◆ Exercise directions ◆
Among the lines below, take the one holding "# locate the dense", the one holding "# locate the mountain", and all lines between them. Set them down exactly.

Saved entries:
▼
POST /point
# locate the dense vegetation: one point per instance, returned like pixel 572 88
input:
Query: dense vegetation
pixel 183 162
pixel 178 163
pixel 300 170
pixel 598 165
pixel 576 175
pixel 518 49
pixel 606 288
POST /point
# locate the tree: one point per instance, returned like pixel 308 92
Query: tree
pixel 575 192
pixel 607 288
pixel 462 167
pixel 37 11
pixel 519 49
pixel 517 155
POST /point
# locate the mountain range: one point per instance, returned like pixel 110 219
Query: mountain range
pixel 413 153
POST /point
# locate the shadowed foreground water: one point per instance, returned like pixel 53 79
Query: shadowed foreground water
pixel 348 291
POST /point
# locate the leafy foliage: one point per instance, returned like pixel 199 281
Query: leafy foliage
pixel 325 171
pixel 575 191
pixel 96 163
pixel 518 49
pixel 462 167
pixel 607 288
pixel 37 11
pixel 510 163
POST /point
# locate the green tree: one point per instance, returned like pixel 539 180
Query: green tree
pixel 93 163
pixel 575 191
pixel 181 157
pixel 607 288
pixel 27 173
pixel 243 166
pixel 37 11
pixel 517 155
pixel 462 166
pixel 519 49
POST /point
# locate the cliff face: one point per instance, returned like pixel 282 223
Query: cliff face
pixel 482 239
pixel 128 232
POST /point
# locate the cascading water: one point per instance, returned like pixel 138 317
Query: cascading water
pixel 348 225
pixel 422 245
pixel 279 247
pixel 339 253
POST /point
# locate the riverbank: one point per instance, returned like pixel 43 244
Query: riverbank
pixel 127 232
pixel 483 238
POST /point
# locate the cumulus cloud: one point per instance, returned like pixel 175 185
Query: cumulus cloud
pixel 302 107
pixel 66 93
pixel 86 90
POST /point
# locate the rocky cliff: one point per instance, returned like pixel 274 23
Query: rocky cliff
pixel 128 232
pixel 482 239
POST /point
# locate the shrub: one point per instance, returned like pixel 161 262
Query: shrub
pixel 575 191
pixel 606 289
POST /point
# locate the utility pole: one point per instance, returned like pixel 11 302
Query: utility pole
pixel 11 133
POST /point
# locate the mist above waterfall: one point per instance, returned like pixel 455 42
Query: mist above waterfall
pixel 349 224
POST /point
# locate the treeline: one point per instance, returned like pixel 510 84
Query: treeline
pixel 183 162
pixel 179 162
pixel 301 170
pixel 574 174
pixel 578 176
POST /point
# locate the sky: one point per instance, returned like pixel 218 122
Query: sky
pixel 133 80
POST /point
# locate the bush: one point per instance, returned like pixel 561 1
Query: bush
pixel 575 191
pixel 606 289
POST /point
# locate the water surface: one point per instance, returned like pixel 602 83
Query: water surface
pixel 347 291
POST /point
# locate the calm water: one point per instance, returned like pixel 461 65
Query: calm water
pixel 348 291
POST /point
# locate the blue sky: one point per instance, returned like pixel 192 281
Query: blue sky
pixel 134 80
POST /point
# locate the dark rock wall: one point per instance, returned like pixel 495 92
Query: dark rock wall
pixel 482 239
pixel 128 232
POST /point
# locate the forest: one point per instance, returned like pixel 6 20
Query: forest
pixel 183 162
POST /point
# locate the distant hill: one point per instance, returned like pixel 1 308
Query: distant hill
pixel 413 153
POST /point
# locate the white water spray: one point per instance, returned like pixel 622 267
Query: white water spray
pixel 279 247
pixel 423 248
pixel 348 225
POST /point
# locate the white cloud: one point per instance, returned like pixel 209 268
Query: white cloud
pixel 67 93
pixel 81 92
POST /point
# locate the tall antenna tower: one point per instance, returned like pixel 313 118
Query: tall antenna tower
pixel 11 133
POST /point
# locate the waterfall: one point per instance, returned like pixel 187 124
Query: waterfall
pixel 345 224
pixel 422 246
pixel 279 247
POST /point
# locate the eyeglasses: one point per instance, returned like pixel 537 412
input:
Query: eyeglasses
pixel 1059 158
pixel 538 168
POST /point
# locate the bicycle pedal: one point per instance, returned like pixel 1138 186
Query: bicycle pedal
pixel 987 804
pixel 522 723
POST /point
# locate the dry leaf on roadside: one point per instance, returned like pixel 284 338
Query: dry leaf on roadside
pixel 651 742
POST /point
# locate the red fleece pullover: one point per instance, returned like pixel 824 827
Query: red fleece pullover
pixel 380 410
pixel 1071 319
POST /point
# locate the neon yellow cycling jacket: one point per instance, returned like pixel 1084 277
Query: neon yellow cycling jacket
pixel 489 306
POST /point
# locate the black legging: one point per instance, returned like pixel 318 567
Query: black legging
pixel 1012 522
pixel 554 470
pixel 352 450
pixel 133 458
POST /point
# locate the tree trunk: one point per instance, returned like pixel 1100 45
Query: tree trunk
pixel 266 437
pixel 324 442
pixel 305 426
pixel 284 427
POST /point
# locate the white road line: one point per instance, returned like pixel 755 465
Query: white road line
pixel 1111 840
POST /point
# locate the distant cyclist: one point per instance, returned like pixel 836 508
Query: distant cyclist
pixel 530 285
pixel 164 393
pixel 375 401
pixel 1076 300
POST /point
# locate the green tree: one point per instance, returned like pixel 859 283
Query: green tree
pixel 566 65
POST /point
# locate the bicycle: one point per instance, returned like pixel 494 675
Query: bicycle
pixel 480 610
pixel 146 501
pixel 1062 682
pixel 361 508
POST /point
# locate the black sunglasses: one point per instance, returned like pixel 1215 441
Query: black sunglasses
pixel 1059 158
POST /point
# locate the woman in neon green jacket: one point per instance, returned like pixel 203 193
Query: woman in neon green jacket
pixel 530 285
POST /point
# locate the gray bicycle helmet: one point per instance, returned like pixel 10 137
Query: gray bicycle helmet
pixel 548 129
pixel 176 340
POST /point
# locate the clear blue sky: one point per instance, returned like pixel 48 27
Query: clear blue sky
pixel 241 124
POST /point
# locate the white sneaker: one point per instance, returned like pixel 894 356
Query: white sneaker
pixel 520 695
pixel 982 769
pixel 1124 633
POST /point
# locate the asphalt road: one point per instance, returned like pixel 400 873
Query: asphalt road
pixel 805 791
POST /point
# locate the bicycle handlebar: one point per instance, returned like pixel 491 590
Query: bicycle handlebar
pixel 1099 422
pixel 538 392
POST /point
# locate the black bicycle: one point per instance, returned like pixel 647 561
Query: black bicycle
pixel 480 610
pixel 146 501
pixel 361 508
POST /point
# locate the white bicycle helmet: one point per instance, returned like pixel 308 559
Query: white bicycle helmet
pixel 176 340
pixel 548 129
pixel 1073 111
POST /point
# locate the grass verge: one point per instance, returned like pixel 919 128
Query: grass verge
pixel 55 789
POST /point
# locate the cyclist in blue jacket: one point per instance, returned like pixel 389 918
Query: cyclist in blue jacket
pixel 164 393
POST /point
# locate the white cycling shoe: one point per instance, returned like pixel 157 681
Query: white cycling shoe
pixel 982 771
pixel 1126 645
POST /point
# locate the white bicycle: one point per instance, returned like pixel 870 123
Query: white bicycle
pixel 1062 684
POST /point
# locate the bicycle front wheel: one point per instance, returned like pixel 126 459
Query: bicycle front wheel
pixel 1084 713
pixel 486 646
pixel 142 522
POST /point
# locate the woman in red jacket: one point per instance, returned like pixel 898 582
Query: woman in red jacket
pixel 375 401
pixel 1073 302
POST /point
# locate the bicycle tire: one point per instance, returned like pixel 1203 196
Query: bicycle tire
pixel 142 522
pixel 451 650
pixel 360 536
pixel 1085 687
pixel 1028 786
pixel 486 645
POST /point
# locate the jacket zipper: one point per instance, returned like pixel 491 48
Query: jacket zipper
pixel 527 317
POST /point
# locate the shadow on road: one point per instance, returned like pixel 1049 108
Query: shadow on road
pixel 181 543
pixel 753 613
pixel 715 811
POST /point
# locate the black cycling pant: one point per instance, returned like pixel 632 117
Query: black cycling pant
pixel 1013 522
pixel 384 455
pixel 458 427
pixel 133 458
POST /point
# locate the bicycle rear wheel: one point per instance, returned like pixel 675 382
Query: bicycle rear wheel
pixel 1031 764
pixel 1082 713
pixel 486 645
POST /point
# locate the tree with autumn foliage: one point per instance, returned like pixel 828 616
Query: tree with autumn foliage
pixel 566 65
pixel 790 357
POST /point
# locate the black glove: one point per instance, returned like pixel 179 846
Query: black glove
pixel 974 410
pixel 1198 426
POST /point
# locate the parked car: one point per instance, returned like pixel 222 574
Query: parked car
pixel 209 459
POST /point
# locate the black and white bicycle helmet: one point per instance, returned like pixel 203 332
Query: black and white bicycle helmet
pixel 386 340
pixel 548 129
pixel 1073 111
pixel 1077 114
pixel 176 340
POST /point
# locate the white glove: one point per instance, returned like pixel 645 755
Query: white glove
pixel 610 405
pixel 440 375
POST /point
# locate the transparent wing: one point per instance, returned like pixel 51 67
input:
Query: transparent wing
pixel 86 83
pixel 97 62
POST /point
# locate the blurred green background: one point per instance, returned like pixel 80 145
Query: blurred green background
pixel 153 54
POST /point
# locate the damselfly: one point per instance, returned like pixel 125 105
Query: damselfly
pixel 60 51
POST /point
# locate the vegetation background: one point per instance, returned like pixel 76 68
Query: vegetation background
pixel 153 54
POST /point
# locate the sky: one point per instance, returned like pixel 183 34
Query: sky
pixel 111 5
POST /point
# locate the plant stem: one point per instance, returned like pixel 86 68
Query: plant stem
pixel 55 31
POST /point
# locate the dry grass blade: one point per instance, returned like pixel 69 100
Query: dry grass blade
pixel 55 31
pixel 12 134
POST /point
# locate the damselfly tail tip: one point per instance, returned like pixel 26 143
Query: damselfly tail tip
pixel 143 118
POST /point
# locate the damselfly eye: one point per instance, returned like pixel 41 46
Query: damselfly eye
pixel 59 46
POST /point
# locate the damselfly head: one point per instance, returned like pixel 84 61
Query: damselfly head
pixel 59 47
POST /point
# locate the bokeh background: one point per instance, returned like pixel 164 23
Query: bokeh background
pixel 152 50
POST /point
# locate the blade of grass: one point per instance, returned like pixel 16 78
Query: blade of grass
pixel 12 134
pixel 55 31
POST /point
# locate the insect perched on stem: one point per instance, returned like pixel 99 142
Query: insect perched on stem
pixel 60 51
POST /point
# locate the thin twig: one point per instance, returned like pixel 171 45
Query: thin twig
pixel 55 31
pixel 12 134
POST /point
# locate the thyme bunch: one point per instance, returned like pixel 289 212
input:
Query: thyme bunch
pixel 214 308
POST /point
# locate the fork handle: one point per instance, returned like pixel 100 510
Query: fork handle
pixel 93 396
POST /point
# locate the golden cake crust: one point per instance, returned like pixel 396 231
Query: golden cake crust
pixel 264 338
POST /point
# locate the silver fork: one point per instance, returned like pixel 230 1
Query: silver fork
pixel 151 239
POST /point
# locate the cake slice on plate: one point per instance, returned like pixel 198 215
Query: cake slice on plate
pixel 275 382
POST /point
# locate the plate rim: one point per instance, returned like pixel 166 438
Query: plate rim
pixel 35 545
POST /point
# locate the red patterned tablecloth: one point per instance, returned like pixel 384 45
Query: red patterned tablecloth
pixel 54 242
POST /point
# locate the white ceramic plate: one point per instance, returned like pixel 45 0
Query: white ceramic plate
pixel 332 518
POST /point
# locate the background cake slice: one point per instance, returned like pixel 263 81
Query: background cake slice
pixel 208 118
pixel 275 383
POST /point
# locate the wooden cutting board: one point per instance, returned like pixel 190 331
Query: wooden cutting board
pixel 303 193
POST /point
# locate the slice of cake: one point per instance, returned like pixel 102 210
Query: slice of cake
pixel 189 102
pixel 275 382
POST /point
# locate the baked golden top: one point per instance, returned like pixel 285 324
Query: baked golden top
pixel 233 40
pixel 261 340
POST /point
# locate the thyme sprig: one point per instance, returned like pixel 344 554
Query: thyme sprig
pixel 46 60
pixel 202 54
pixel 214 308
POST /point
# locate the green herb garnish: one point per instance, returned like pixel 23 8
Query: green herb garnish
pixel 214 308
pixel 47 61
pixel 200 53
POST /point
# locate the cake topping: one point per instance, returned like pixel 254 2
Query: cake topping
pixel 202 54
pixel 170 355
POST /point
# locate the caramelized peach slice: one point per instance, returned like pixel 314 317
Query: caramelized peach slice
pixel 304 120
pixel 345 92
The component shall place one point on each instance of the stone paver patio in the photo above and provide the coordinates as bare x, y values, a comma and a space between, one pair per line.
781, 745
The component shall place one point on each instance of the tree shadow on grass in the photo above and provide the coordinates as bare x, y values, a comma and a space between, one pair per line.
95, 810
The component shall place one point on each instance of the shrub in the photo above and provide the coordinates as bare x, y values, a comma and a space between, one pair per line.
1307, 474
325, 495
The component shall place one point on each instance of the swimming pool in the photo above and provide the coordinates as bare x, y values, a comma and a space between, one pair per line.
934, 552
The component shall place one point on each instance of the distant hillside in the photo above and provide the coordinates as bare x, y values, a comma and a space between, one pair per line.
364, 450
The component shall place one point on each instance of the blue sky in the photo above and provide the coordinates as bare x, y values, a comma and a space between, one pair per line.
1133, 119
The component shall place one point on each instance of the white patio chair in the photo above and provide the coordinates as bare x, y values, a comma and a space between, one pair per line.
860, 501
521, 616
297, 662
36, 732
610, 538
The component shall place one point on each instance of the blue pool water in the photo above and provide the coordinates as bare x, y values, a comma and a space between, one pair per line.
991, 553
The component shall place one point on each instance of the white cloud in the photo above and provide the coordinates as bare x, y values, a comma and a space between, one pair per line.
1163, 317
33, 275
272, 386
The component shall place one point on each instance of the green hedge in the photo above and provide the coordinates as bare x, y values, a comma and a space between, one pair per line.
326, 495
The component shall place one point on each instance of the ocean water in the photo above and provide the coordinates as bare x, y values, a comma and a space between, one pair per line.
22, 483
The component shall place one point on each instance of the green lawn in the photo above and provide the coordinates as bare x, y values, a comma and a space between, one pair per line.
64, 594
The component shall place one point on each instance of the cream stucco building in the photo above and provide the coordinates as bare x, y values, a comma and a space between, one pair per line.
▲
◆ Response area ◆
# locate the dense vegetation: one point per instance, returned like pixel 572 88
input:
Query: dense vegetation
pixel 183 162
pixel 178 163
pixel 300 170
pixel 598 165
pixel 576 175
pixel 518 49
pixel 606 288
POST /point
# locate the tree: one point per instance, returned like pixel 308 92
Query: tree
pixel 575 192
pixel 607 288
pixel 462 167
pixel 37 11
pixel 519 49
pixel 517 155
POST /point
# locate the mountain range: one point per instance, returned like pixel 110 219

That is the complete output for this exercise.